◆ **Vorliegender Text**
◆ ◆ ◆

Das Erstgericht sprach mit Zwischenurteil aus, daß das Klagebegehren dem Grunde nach zu Recht bestehe. Es vertrat die Ansicht, daß die Beklagte verpflichtet gewesen wäre, das Pferd an die Longe zu nehmen, weil die Klägerin nervös gewesen sei.
Das Gericht zweiter Instanz änderte das Urteil im Sinn einer Klagsabweisung ab. Entgegen der Ansicht des Erstgerichtes hätte die Klägerin beweisen müssen, daß ein Longieren den Sturz verhindert hätte. Obgleich nicht daran zu zweifeln sei, daß ein Longieren die Sturzgefahr ganz erheblich vermindert hätte, könne der Beklagten selbst bei Anwendung des Sorgfaltsmaßstabes des § 1299 ABGB nicht als Verschulden zur Last gelegt werden, daß sie das Longieren unterlassen habe.
Das Gericht zweiter Instanz sprach aus, daß die ordentliche Revision zulässig sei, weil das Reiten als Freizeitsport immer mehr betrieben werde und sich dadurch auch Reitunfälle häuften, aber zur Reitlehrerhaftung keine Rechtsprechung des Obersten Gerichtshofes vorliege.
Rechtliche Beurteilung
Die Revision ist jedoch unzulässig, weil entgegen der Ansicht des Gerichtes zweiter Instanz keine erhebliche Rechtsfrage im Sinn des § 502 Abs.1 ZPO zu klären ist.

◆ ◆ ◆

◆ **Bereitgestellte Daten**
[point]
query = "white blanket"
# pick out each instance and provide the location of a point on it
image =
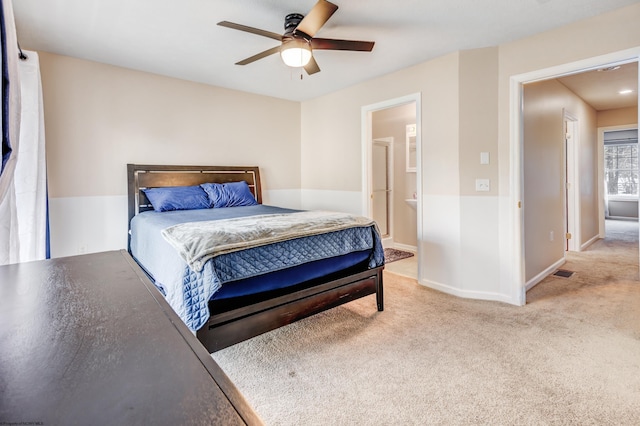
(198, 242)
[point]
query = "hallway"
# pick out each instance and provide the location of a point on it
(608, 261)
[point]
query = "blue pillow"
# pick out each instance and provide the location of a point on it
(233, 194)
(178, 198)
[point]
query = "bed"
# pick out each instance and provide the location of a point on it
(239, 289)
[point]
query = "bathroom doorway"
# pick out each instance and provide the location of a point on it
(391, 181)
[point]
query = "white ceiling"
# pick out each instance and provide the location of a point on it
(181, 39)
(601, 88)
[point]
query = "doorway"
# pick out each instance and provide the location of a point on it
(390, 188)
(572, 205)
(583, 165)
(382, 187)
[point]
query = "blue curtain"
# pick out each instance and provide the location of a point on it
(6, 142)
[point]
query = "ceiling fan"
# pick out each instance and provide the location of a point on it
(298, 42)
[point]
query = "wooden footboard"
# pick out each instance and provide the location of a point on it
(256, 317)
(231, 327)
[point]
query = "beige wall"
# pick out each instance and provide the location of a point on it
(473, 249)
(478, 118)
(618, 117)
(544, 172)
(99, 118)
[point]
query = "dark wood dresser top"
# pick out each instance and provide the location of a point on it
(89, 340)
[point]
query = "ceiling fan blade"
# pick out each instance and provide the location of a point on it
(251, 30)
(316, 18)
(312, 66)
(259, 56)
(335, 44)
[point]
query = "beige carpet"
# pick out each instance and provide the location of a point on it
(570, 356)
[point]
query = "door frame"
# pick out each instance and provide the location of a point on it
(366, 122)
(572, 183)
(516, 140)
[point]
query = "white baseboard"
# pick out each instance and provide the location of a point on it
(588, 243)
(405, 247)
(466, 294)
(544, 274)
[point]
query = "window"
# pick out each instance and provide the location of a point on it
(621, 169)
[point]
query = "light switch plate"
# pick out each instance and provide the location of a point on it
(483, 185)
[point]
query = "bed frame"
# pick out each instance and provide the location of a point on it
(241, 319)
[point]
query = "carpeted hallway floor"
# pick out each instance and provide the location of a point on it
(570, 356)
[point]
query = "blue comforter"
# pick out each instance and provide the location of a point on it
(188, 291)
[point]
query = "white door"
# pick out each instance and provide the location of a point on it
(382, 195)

◆ ◆ ◆

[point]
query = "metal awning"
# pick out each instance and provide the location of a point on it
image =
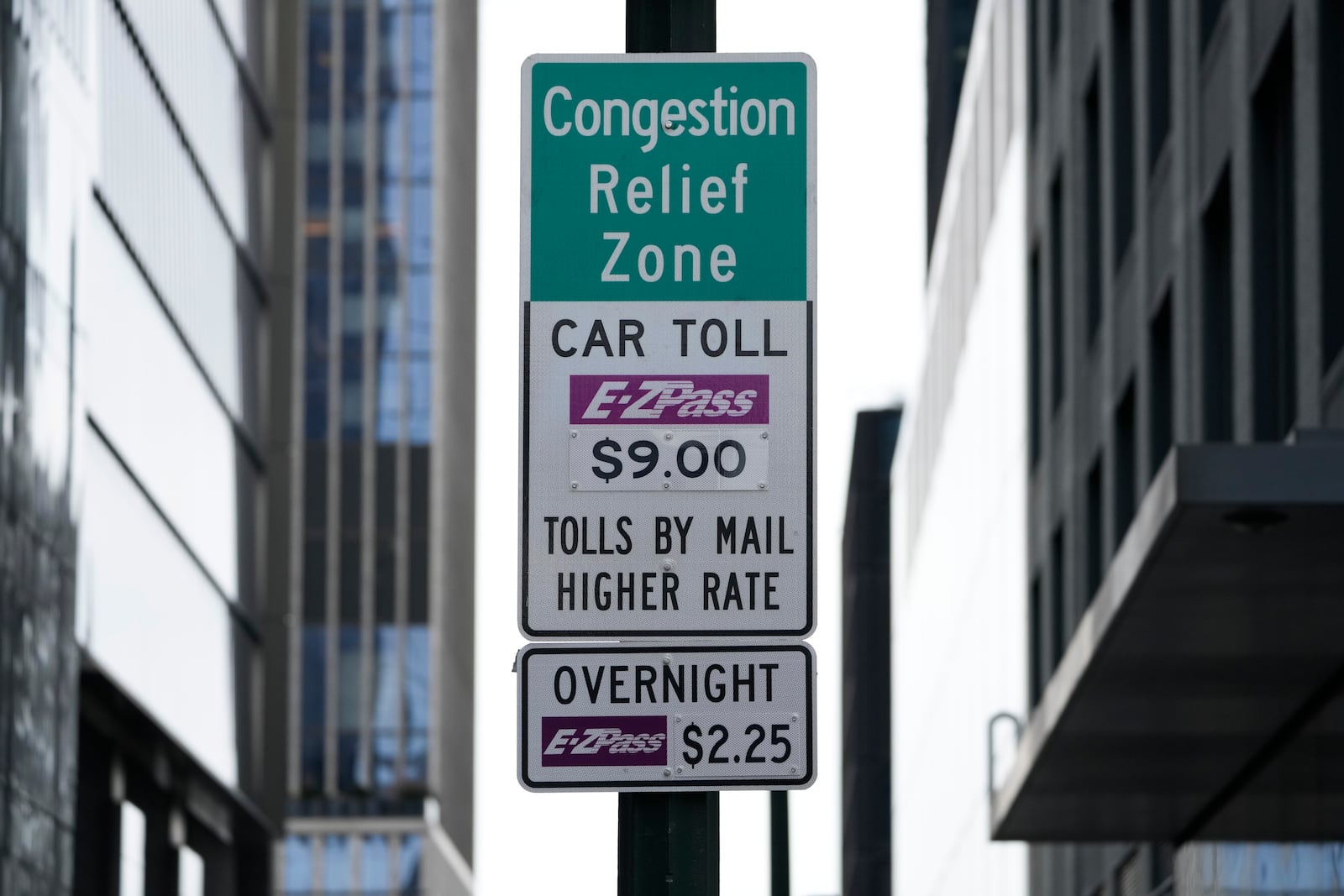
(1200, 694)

◆ ◆ ◆

◆ **Arbeitsaufträge**
1: Entscheiden Sie bei jeder Aussage, ob sie mit dem Text zum Reitunfall übereinstimmt, und antworten Sie mit Ja oder Nein. Belegen Sie jede Antwort mit den ausschlaggebenden Worten des Textes als wörtliches Zitat.
(a) Das Erstgericht stellte mit einem Zwischenurteil fest, dass das Klagebegehren dem Grunde nach zu Recht besteht.
(b) Das Gericht zweiter Instanz bezweifelte, dass ein Longieren die Sturzgefahr vermindert hätte.
(c) Unter „Rechtliche Beurteilung“ wird die Revision als zulässig beurteilt.
2: Schreiben Sie aus dem Text zum Reitunfall die Stelle von „Rechtliche Beurteilung“ bis „zu klären ist.“ wortgetreu ab.
Die Datensätze werden für die Bearbeitung nicht benötigt.

◆ **Schriftliche Lösungen**
1:
(a) Ja: „Das Erstgericht sprach mit Zwischenurteil aus, daß das Klagebegehren dem Grunde nach zu Recht bestehe.“
(b) Nein: „Obgleich nicht daran zu zweifeln sei, daß ein Longieren die Sturzgefahr ganz erheblich vermindert hätte“
(c) Nein: „Die Revision ist jedoch unzulässig“

2:
Rechtliche Beurteilung
Die Revision ist jedoch unzulässig, weil entgegen der Ansicht des Gerichtes zweiter Instanz keine erhebliche Rechtsfrage im Sinn des § 502 Abs.1 ZPO zu klären ist.